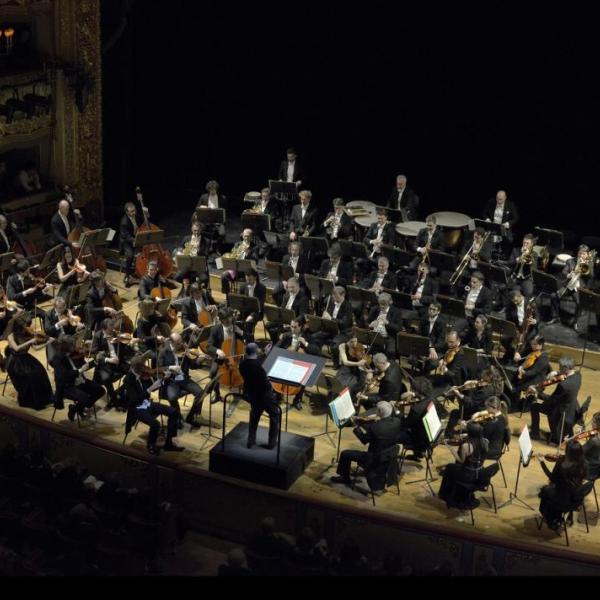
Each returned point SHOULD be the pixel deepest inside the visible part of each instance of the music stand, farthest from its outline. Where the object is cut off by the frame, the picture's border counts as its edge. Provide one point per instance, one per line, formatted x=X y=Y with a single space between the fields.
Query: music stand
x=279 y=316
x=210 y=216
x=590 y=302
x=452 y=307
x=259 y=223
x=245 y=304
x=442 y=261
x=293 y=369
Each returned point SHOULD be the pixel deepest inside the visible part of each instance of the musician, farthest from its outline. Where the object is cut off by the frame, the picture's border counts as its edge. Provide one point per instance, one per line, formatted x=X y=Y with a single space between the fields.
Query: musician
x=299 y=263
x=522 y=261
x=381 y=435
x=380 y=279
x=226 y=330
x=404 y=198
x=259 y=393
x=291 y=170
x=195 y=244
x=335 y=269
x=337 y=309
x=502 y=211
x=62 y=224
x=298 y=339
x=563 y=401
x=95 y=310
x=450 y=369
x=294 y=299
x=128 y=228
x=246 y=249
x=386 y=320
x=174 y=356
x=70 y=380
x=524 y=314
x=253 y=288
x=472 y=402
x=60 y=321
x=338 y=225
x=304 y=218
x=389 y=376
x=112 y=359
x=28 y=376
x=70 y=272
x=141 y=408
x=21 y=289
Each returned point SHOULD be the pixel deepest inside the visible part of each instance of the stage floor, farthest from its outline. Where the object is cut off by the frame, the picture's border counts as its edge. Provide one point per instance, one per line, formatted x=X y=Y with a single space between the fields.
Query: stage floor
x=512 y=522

——————

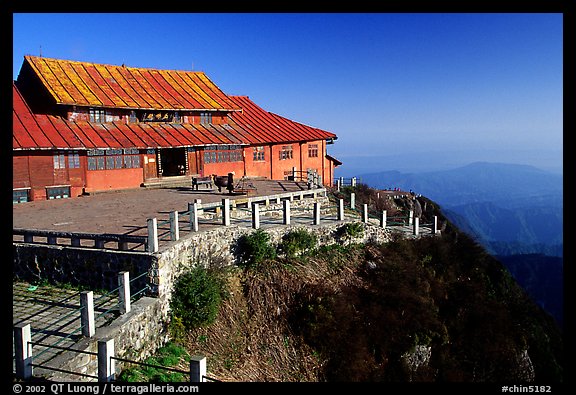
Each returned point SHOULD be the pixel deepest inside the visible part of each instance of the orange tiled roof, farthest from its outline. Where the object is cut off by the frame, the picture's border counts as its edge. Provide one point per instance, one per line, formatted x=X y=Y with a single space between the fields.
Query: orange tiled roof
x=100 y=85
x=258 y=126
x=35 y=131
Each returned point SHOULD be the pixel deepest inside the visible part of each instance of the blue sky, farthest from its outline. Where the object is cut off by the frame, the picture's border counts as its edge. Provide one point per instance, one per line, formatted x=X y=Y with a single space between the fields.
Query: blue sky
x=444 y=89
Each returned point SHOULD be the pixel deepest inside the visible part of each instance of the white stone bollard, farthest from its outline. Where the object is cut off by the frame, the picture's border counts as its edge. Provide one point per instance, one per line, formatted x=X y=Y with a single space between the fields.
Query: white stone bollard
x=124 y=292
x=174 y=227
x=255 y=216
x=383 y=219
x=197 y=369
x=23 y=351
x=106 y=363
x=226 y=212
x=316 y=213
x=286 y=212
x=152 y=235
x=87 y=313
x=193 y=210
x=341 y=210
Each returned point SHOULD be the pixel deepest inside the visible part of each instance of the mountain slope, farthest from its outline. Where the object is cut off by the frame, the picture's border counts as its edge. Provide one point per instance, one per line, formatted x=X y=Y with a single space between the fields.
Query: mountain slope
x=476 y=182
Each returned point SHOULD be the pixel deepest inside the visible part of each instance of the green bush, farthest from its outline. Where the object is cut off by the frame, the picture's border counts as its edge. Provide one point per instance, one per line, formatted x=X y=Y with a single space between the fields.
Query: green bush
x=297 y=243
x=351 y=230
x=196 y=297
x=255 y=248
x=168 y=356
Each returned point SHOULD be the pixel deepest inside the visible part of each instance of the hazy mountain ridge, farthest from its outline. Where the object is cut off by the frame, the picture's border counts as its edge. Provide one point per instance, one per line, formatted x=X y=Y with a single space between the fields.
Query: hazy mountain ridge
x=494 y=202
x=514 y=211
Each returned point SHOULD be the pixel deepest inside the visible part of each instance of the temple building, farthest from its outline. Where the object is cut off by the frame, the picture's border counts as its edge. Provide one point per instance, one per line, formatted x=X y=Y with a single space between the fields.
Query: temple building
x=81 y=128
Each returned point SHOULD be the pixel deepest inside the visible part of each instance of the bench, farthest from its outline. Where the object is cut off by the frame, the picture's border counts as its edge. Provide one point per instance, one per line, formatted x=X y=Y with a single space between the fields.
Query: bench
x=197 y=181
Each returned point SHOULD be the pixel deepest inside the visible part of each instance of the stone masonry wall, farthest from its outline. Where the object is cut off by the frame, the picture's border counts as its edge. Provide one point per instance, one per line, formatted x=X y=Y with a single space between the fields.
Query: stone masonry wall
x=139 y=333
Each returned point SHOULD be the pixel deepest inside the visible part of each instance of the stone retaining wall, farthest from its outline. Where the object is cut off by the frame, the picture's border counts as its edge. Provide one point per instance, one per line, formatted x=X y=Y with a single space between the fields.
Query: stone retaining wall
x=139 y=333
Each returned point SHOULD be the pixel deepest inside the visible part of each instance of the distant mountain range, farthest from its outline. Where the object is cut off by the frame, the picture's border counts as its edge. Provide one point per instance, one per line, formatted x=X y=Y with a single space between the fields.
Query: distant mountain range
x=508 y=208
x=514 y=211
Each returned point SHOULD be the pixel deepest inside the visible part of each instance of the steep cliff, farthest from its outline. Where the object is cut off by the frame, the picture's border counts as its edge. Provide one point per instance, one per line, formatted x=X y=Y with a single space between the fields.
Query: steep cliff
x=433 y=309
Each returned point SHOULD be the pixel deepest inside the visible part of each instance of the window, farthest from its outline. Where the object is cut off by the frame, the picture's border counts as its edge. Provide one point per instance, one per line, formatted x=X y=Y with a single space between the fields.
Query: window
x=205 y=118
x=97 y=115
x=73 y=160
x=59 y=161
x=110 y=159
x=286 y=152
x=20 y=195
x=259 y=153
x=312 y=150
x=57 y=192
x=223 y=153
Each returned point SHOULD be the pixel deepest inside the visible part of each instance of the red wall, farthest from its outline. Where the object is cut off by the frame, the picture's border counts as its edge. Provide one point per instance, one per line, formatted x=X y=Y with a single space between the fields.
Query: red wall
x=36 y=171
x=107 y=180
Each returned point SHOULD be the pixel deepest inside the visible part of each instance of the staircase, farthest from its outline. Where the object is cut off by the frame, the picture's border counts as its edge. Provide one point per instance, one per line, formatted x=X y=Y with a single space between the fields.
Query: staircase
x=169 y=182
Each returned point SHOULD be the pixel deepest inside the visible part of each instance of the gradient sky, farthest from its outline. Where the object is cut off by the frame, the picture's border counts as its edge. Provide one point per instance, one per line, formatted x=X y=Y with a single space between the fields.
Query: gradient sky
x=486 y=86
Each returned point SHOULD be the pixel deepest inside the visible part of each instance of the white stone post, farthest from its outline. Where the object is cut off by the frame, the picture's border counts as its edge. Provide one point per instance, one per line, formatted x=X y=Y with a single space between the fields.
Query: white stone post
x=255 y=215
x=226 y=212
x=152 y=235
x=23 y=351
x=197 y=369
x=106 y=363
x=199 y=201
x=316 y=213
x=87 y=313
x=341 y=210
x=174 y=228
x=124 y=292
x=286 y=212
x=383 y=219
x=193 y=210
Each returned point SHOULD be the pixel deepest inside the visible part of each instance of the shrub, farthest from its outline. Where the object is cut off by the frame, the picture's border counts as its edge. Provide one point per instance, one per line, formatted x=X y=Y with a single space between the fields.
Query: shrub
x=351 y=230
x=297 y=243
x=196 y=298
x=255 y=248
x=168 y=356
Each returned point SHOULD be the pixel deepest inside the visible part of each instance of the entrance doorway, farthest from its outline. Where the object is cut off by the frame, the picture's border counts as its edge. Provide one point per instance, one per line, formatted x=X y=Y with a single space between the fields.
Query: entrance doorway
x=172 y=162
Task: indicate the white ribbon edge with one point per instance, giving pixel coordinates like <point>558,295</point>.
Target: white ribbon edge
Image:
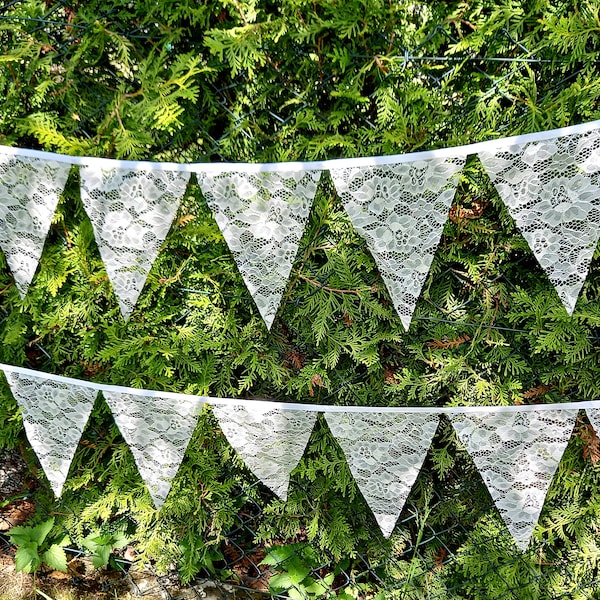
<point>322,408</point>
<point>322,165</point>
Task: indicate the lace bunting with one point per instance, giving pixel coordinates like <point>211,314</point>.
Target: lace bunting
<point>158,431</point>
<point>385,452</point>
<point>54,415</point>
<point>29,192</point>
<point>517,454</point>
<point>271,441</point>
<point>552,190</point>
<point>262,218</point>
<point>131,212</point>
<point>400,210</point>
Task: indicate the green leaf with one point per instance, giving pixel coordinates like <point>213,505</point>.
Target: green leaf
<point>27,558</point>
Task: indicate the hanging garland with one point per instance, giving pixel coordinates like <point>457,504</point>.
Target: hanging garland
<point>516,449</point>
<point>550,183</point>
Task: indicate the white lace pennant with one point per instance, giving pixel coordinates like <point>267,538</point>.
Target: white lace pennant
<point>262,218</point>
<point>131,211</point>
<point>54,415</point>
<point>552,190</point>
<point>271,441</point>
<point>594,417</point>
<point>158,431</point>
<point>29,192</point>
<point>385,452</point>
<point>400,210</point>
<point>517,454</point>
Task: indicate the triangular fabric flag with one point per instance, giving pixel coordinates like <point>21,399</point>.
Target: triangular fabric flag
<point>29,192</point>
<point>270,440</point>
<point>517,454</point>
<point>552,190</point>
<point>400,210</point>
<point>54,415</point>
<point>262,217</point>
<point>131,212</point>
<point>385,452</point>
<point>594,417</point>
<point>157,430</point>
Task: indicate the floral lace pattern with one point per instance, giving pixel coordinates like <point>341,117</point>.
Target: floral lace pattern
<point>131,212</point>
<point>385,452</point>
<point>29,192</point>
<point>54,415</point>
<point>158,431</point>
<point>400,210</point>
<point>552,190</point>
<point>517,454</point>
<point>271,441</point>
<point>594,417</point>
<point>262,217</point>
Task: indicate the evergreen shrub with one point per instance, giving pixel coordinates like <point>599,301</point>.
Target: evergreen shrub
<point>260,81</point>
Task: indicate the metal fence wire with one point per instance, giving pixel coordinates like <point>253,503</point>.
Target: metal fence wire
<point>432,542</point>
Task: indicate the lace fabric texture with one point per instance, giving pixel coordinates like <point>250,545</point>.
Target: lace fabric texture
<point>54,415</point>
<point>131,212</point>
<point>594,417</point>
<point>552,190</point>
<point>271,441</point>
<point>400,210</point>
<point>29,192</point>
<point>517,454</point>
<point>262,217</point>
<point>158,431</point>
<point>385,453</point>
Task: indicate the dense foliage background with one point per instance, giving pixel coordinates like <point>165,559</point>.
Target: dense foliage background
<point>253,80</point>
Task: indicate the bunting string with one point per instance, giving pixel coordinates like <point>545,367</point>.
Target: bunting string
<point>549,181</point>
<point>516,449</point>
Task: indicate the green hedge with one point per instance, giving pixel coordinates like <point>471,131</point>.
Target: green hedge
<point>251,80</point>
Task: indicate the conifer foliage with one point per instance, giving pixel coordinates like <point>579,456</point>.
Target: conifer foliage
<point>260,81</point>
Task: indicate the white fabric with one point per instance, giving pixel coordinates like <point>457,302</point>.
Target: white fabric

——————

*INSTRUCTIONS FOR THE TASK*
Scan the entries above. Copy each line that has the string "ribbon".

*RESPONSE TO THE EXERCISE*
Task: indicate the white ribbon edge with one point per instance, giving pixel coordinates like <point>558,295</point>.
Target: white ribbon edge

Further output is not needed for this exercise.